### Activity list
1. In the article on long-term care insurance rules, what step urged by Attorney General Maura Healey would the new rules leave out?
2. Continue the article on Massachusetts long-term care insurance rules from its final sentence.

### Provided text
BEGIN
New rules for long-term care insurance would not cap rate hikes
After five years of fits and starts, Massachusetts regulators are close to adopting rules that would increase oversight of long-term care insurance, a market that has been roiled by skyrocketing premiums for consumers and declining profits for insurance companies.
But some consumers and advocates argue that the proposals would not do enough to protect policyholders from the escalating costs of long-term care insurance, which helps pay for nursing homes, home health services, and assisted living.
The new rules would not include caps on rate increases, a step urged by Attorney General Maura Healey and others.
The proposed rules would extend consumer protections and state regulatory oversight to group policies, not just those purchased individually, a gap in current law that has left tens of thousands of consumers who bought long-term care through their jobs with little recourse when premiums jump.
They would expand disclosures that companies must provide consumers about rate increases, and require companies to make more of an effort to contact elderly consumers before they cancel policies because of nonpayment.
They would also allow Massachusetts’ insurance regulator to consider whether premium increases would be affordable for consumers.
Massachusetts insurance officials have said that the proposals are an effort to strike a balance and help ease sticker shock for policyholders while ensuring that companies can pay for the benefits covered — even as more of them have eliminated or scaled back sales of new policies because of the costs.
Consumers “are certainly better protected than they were before,” said Tim Loff, who heads a committee on long-term care insurance for the Massachusetts chapter of National Academy of Elder Law Attorneys.
But advocates such as Healey and some consumers had wanted the Division of Insurance to cap rate increases. Healey said that would help ensure that as consumers age and their incomes shrink, they won’t have to pay significantly more or be forced to drop their coverage.
“We urge the Division of Insurance to toughen up its proposed regulations,” Healey said in a statement. “These changes are needed in order to stabilize rates and protect Massachusetts policyholders from extreme and unaffordable rate increases.”
Long-term care was designed to fill coverage gaps between Medicare, which pays for short-term rehabilitation and recovery services, and Medicaid, the program for the poor that pays for long-term care for qualified seniors after they have used up much of their own money.
It was pitched to baby boomers and popular through the early 2000s.
But rates have risen rapidly, in part because insurers set prices too low when they first launched the policies, underestimating how long people would live and need nursing home care, and overestimating how many people would drop their plans before collecting benefits.
END
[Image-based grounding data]
BEGIN
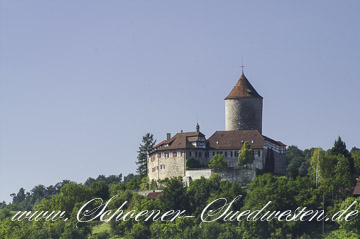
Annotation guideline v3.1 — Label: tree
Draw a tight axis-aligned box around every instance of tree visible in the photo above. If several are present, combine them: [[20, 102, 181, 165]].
[[208, 154, 227, 170], [238, 141, 255, 166], [136, 133, 156, 177]]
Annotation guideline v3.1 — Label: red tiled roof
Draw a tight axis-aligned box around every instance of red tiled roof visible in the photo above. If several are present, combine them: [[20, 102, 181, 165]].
[[154, 132, 205, 151], [147, 192, 162, 199]]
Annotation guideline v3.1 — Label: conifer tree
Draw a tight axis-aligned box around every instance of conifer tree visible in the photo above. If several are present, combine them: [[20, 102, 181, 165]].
[[238, 141, 255, 166]]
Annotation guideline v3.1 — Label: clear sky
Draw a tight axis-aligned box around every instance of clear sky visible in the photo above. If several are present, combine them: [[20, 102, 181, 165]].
[[0, 0, 360, 201]]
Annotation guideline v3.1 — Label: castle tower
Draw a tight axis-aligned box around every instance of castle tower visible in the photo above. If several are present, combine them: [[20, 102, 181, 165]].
[[225, 72, 263, 134]]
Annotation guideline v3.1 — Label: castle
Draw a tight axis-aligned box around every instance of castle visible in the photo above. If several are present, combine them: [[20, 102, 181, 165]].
[[147, 72, 286, 184]]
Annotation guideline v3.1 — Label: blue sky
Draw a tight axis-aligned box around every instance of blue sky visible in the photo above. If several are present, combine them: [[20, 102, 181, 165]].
[[0, 0, 360, 201]]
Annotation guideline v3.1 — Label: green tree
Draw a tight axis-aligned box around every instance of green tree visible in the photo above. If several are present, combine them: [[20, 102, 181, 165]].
[[329, 136, 355, 175], [136, 133, 156, 177], [336, 197, 360, 233], [238, 141, 255, 166], [208, 154, 227, 170]]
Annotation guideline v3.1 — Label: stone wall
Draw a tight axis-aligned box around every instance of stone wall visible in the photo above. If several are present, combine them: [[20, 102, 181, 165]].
[[183, 169, 256, 185]]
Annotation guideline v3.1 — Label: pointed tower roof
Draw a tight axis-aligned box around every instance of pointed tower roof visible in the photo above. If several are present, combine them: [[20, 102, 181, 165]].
[[225, 72, 262, 100]]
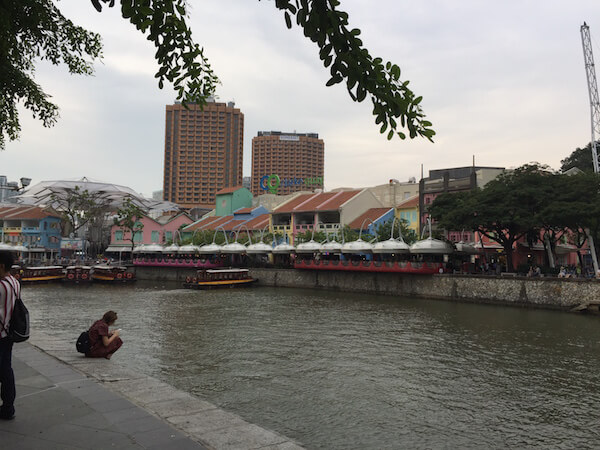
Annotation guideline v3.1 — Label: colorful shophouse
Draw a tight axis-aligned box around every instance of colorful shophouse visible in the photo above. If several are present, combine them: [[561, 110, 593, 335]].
[[271, 189, 382, 244], [0, 205, 61, 261]]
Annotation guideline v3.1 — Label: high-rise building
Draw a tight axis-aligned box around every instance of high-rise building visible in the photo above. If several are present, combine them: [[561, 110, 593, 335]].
[[251, 131, 325, 195], [163, 99, 244, 209]]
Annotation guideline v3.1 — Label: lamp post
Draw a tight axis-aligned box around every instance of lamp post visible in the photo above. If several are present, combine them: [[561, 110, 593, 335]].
[[0, 176, 31, 246]]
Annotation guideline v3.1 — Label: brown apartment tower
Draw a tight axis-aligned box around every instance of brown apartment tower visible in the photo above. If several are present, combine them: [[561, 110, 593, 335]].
[[251, 131, 325, 195], [163, 100, 244, 209]]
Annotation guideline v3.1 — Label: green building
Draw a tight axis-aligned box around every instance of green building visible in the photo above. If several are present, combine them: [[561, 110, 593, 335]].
[[215, 186, 252, 217]]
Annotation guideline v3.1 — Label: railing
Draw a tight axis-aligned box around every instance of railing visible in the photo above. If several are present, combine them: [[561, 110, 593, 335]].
[[133, 258, 223, 269], [294, 260, 443, 275]]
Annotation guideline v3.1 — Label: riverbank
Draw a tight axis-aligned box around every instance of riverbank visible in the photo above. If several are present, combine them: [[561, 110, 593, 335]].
[[18, 331, 302, 450], [252, 269, 600, 311], [136, 267, 600, 311]]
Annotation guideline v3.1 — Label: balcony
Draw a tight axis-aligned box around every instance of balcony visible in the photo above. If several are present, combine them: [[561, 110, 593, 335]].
[[21, 227, 40, 234], [273, 225, 292, 233]]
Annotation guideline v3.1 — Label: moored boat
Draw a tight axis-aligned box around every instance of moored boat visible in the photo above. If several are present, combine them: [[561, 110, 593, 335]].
[[183, 268, 258, 289], [92, 265, 135, 283], [12, 266, 65, 283], [62, 266, 92, 284]]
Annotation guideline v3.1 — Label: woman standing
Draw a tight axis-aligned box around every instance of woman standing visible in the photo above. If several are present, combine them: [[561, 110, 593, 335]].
[[85, 311, 123, 359]]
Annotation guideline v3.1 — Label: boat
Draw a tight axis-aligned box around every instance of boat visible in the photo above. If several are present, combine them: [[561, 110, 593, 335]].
[[92, 265, 135, 283], [11, 266, 65, 283], [62, 266, 92, 284], [183, 268, 258, 289]]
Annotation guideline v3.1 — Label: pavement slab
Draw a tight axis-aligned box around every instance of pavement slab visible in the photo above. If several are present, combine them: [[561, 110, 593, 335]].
[[0, 332, 303, 450]]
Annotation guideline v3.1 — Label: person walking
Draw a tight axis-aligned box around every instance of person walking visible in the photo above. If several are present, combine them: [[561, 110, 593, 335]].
[[0, 251, 21, 420]]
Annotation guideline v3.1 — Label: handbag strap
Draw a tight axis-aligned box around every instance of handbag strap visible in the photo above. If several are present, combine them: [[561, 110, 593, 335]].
[[0, 278, 21, 333]]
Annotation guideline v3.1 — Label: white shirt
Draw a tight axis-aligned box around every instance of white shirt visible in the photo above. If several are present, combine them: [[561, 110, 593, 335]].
[[0, 275, 21, 337]]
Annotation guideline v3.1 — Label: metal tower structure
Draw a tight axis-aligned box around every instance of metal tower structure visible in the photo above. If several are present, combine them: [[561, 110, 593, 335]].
[[581, 22, 600, 173]]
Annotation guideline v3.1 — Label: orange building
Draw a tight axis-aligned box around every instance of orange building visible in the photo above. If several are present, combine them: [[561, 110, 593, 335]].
[[250, 131, 325, 195], [163, 100, 244, 208]]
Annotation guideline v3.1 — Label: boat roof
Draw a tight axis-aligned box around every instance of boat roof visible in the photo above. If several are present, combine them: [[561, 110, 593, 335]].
[[206, 269, 248, 273]]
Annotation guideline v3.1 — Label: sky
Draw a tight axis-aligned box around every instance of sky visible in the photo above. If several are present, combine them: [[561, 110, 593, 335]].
[[0, 0, 600, 196]]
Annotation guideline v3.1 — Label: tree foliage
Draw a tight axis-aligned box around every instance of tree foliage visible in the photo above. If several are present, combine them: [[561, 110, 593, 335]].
[[430, 164, 600, 268], [50, 186, 111, 236], [560, 141, 600, 172], [0, 0, 435, 150], [0, 0, 102, 150], [375, 219, 417, 245]]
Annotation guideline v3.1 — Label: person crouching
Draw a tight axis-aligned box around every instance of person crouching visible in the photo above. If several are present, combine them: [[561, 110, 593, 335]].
[[85, 311, 123, 359]]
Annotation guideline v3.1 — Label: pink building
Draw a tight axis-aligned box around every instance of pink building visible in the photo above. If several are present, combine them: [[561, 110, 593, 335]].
[[107, 213, 193, 251]]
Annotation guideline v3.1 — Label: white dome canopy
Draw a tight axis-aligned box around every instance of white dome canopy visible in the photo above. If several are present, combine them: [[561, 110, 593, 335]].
[[296, 239, 323, 253]]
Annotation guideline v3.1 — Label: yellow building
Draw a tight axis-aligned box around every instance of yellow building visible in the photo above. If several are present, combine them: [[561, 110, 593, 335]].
[[396, 194, 421, 236]]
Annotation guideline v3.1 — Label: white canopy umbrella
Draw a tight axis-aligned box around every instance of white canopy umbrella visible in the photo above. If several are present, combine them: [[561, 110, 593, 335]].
[[199, 242, 223, 255], [221, 242, 246, 254], [454, 241, 479, 255], [321, 240, 342, 253], [177, 244, 200, 253], [410, 237, 454, 255], [139, 244, 163, 253], [342, 238, 373, 253], [246, 241, 273, 255], [162, 244, 179, 253], [373, 238, 410, 254], [273, 242, 295, 254]]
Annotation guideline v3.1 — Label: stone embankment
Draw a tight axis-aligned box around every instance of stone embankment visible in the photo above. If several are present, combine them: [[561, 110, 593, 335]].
[[136, 267, 600, 311]]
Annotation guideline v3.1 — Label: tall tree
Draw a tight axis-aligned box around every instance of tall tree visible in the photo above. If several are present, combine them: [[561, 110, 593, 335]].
[[50, 186, 111, 236], [0, 0, 435, 150], [113, 197, 145, 252], [375, 219, 417, 245], [560, 141, 600, 172], [430, 164, 546, 270]]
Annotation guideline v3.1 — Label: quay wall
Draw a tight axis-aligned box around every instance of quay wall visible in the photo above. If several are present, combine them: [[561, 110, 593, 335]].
[[136, 267, 600, 310]]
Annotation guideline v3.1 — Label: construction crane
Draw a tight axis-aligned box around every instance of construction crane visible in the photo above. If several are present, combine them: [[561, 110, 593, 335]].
[[581, 22, 600, 276], [581, 22, 600, 173]]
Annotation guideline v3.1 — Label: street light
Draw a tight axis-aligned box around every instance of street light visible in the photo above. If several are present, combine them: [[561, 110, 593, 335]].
[[0, 176, 31, 202], [0, 175, 31, 246]]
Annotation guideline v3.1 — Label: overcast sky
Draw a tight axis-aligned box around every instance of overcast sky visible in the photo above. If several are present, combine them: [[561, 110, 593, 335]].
[[0, 0, 600, 196]]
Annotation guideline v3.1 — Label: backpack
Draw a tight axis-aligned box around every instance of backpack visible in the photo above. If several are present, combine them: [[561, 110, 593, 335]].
[[75, 331, 91, 353], [2, 283, 29, 342]]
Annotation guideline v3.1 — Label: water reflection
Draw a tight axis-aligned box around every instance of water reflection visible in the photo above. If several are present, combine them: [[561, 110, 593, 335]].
[[24, 283, 600, 449]]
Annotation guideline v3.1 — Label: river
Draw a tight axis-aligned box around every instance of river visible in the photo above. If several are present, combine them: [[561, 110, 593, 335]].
[[23, 282, 600, 450]]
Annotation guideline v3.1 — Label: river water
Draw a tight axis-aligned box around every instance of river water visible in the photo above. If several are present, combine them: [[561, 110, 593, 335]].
[[23, 282, 600, 449]]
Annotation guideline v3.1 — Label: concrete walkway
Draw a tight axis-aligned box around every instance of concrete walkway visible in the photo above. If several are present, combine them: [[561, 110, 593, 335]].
[[0, 333, 302, 450]]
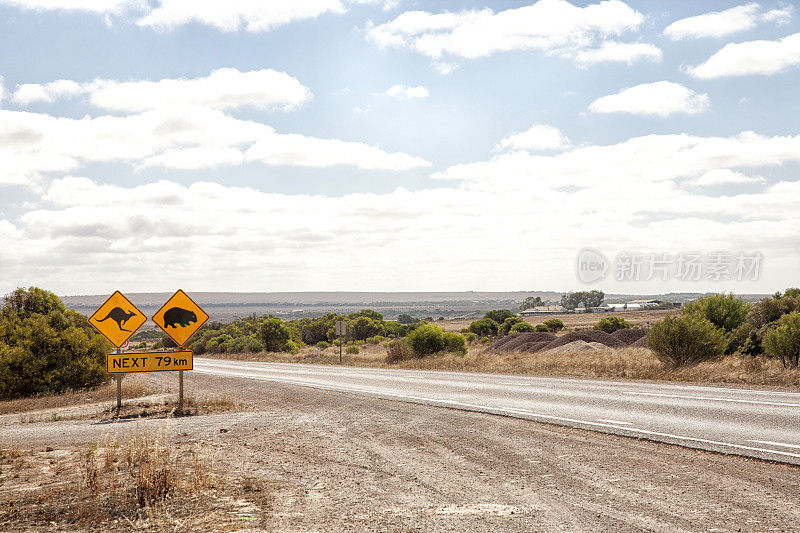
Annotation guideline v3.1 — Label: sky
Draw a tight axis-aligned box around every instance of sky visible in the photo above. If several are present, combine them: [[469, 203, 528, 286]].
[[0, 0, 800, 295]]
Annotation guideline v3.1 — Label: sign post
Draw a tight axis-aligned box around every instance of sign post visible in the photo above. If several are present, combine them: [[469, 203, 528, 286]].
[[89, 291, 147, 418], [334, 320, 347, 364], [153, 289, 209, 413]]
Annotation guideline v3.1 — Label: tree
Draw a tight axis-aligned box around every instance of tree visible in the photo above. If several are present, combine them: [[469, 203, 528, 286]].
[[519, 296, 544, 311], [544, 318, 564, 333], [469, 318, 498, 337], [397, 313, 418, 324], [593, 316, 633, 333], [646, 315, 727, 368], [258, 317, 291, 352], [347, 316, 386, 341], [763, 311, 800, 368], [0, 287, 111, 400], [583, 290, 606, 307], [2, 287, 67, 318], [483, 309, 514, 324]]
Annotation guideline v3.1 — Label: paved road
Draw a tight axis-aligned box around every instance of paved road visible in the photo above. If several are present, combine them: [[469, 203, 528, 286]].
[[194, 358, 800, 465]]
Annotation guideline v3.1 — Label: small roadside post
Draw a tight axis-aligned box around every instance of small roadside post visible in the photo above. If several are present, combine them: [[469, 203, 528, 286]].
[[152, 289, 209, 414], [334, 320, 347, 364]]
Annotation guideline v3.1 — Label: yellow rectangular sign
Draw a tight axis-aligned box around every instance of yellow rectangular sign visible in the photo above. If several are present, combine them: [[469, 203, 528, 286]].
[[108, 351, 193, 374]]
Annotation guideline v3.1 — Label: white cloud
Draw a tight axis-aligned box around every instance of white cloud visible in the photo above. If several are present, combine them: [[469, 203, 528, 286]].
[[574, 41, 663, 65], [689, 168, 764, 187], [14, 68, 311, 112], [0, 132, 800, 293], [664, 3, 792, 41], [0, 101, 430, 184], [497, 124, 570, 151], [688, 33, 800, 79], [0, 0, 141, 14], [368, 0, 660, 63], [137, 0, 345, 32], [589, 81, 709, 117], [386, 85, 430, 100]]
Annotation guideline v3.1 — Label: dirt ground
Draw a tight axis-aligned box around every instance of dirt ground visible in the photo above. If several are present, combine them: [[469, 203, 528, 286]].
[[0, 372, 800, 532]]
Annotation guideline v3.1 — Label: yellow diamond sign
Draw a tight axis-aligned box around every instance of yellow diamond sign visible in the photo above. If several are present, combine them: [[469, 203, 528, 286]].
[[153, 289, 208, 346], [89, 291, 147, 348]]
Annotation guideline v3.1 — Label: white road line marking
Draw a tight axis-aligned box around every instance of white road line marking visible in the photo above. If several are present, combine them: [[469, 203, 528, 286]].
[[625, 391, 800, 407], [195, 368, 800, 459], [747, 440, 800, 450]]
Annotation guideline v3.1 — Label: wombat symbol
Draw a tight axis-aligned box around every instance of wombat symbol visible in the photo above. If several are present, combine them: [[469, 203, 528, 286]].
[[98, 307, 136, 333], [164, 307, 197, 328]]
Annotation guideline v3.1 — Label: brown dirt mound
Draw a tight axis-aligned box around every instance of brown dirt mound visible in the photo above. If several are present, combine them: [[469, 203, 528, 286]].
[[611, 328, 647, 344], [492, 331, 556, 352], [546, 329, 627, 350]]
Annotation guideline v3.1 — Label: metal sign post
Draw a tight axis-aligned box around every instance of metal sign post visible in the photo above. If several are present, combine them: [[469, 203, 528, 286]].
[[334, 320, 347, 364]]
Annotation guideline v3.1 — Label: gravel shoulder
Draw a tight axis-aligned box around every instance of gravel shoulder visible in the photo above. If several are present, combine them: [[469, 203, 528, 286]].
[[0, 372, 800, 532]]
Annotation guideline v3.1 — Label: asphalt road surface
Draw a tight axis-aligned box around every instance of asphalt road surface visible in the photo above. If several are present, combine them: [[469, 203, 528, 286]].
[[194, 357, 800, 464]]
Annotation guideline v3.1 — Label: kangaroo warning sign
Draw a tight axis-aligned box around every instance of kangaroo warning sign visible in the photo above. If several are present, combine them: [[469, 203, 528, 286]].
[[89, 291, 147, 348], [153, 289, 208, 346], [108, 352, 193, 374]]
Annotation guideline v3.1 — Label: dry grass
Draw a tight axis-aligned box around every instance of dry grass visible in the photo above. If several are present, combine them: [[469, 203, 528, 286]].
[[212, 345, 800, 388], [0, 380, 154, 415]]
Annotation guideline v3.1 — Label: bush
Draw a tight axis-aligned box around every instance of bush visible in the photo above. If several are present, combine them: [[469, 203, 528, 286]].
[[682, 294, 750, 333], [386, 339, 414, 364], [444, 331, 467, 355], [406, 324, 447, 357], [283, 341, 302, 355], [497, 316, 525, 335], [483, 309, 514, 324], [646, 315, 727, 367], [469, 313, 496, 337], [593, 316, 633, 333], [406, 324, 467, 357], [544, 318, 564, 333], [258, 317, 291, 352], [0, 287, 111, 400], [764, 311, 800, 368], [509, 322, 536, 333]]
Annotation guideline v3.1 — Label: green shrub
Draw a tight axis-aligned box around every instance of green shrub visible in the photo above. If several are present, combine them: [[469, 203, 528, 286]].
[[764, 311, 800, 368], [385, 339, 414, 365], [483, 309, 514, 324], [406, 324, 447, 357], [544, 318, 564, 333], [469, 313, 496, 337], [509, 322, 536, 333], [681, 294, 750, 333], [258, 317, 291, 352], [444, 331, 467, 355], [646, 315, 727, 367], [593, 316, 633, 333], [0, 287, 111, 400], [283, 341, 300, 355], [497, 316, 525, 335]]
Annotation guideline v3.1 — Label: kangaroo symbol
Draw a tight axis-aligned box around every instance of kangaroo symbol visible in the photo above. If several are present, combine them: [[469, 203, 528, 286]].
[[98, 307, 136, 333]]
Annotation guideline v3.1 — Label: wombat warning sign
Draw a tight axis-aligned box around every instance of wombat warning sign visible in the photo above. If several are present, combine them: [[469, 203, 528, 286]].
[[153, 289, 208, 346]]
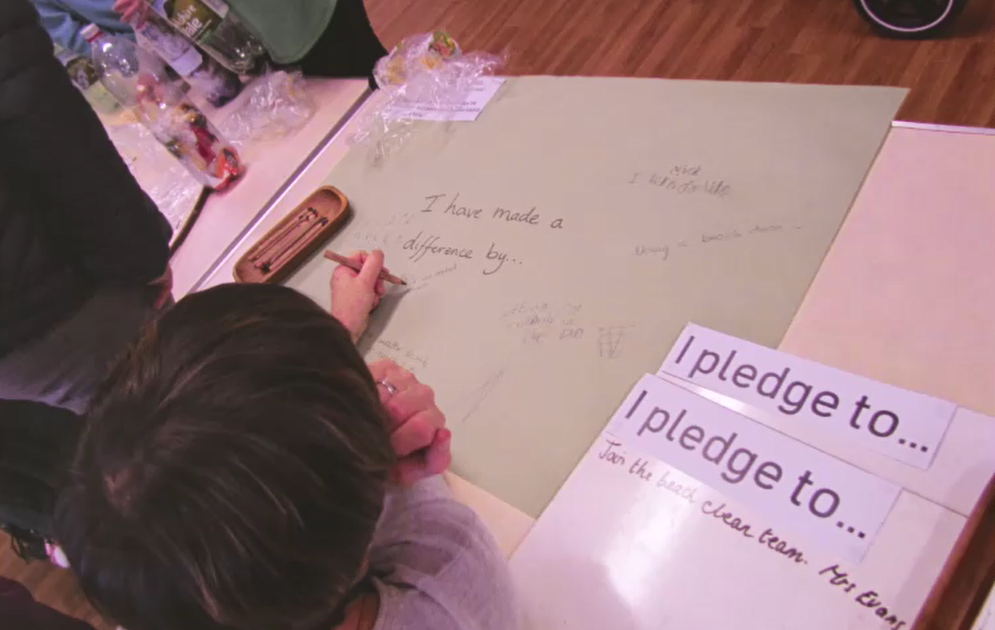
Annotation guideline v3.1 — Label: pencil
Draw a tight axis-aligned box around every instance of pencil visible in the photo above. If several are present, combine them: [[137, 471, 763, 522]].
[[325, 249, 408, 285]]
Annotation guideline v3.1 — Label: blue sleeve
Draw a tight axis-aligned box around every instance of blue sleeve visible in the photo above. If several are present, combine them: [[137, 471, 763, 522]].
[[31, 0, 90, 57]]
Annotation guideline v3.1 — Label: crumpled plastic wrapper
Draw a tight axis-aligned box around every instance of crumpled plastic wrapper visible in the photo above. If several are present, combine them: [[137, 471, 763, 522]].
[[220, 70, 316, 147], [105, 122, 203, 242], [350, 31, 505, 162]]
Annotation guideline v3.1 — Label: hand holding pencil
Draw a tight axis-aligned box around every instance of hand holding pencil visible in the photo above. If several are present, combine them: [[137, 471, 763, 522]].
[[325, 250, 404, 342], [325, 249, 408, 285]]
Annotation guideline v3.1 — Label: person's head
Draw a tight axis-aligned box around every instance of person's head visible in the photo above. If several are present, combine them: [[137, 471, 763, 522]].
[[54, 285, 393, 630]]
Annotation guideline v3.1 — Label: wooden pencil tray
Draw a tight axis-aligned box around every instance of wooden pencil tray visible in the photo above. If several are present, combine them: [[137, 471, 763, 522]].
[[233, 186, 351, 284]]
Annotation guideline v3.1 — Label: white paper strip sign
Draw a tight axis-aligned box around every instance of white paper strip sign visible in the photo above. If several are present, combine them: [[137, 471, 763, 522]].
[[608, 375, 901, 562], [660, 324, 957, 470]]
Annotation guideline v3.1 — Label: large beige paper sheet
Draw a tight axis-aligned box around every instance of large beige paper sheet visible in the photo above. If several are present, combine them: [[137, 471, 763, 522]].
[[289, 77, 904, 515]]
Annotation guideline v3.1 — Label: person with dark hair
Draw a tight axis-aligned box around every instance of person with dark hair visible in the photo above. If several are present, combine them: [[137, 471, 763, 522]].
[[0, 0, 172, 557], [0, 0, 172, 413], [54, 282, 518, 630], [0, 577, 99, 630]]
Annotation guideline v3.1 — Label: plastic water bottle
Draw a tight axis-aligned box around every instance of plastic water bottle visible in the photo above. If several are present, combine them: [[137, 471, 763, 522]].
[[81, 24, 242, 190], [55, 46, 121, 116], [146, 0, 266, 74], [135, 13, 242, 107]]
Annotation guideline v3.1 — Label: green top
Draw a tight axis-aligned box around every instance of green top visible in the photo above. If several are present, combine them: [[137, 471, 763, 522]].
[[228, 0, 336, 63]]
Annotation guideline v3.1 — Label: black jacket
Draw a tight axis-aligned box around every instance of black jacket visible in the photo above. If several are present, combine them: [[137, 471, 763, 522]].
[[0, 0, 169, 356]]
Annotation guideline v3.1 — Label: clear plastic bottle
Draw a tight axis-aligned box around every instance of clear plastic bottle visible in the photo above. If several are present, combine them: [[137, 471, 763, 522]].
[[146, 0, 266, 74], [82, 24, 242, 190], [55, 46, 121, 116], [135, 12, 242, 107]]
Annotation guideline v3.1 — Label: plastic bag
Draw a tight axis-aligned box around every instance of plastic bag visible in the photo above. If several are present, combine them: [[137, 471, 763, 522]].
[[106, 122, 203, 236], [221, 70, 315, 145], [351, 31, 504, 162]]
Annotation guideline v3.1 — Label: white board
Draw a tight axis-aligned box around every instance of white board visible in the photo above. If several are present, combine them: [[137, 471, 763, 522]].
[[511, 378, 995, 630]]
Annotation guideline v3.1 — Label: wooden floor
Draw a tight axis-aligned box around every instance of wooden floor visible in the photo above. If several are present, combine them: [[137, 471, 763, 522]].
[[0, 0, 995, 630], [366, 0, 995, 127]]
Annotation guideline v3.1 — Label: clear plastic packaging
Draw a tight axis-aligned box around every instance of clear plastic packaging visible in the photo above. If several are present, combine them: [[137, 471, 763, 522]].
[[351, 31, 505, 161], [105, 122, 203, 238], [146, 0, 266, 74], [83, 24, 243, 190], [135, 12, 242, 107], [221, 70, 315, 146]]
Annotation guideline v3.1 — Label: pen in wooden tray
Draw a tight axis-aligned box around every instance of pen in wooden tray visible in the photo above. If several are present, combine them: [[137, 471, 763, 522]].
[[325, 249, 408, 285]]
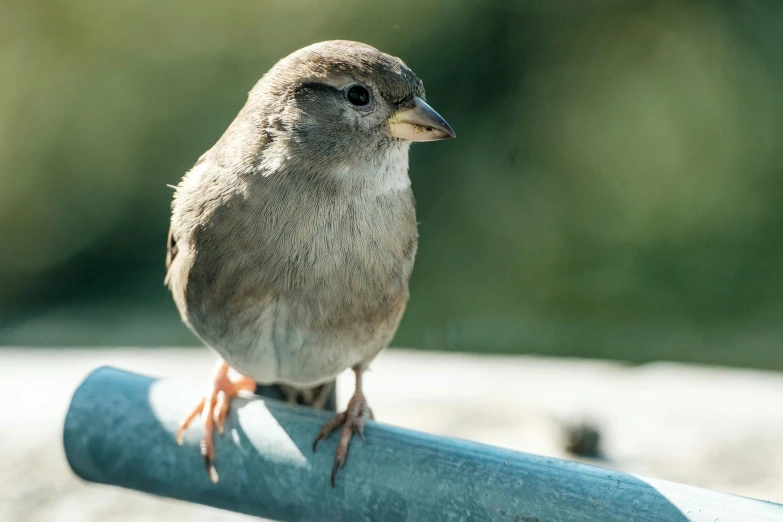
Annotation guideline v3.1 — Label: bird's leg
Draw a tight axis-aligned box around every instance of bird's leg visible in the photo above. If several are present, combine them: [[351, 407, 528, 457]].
[[177, 359, 256, 483], [313, 366, 374, 487]]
END
### Solved problems
1. Caps on rate increases.

2.
George Burnell, 87, a Lexington resident, said the controls on premiums are necessary for consumers who have been paying into these plans for years and now face difficult choices just as they need the benefits the most.
Older policyholders are being forced to decide whether to reduce their benefits, pay more, or give up the product entirely, Burnell said
“An increase in premiums is painful,” said Burnell, who bought John Hancock long-term policies for himself and his wife nearly 20 years ago to avoid being burdens to their children.
The premiums for Burnell and his wife grew to $4,466 a year, from $3,785 after John Hancock raised rates 18 percent in 2016. And in January, Hancock received permission from the Insurance Division to raise rates by as much as 10 percent each year for the next four years. In total, 16 companies that serve nearly 55,000 consumers received approval to raise rates by at least 10 percent in 2017.
“It just makes you feel that nobody gives a damn and you’re drifting out to sea,” Burnell said.
Insurers say rate increases are necessary to cover the costs of future claims as people live longer and health care costs rise.
Even with the recent increases, they argue, few consumers are dropping their policies. They oppose a rate cap and have argued that even having regulators consider whether a rate increase is affordable is a step too far.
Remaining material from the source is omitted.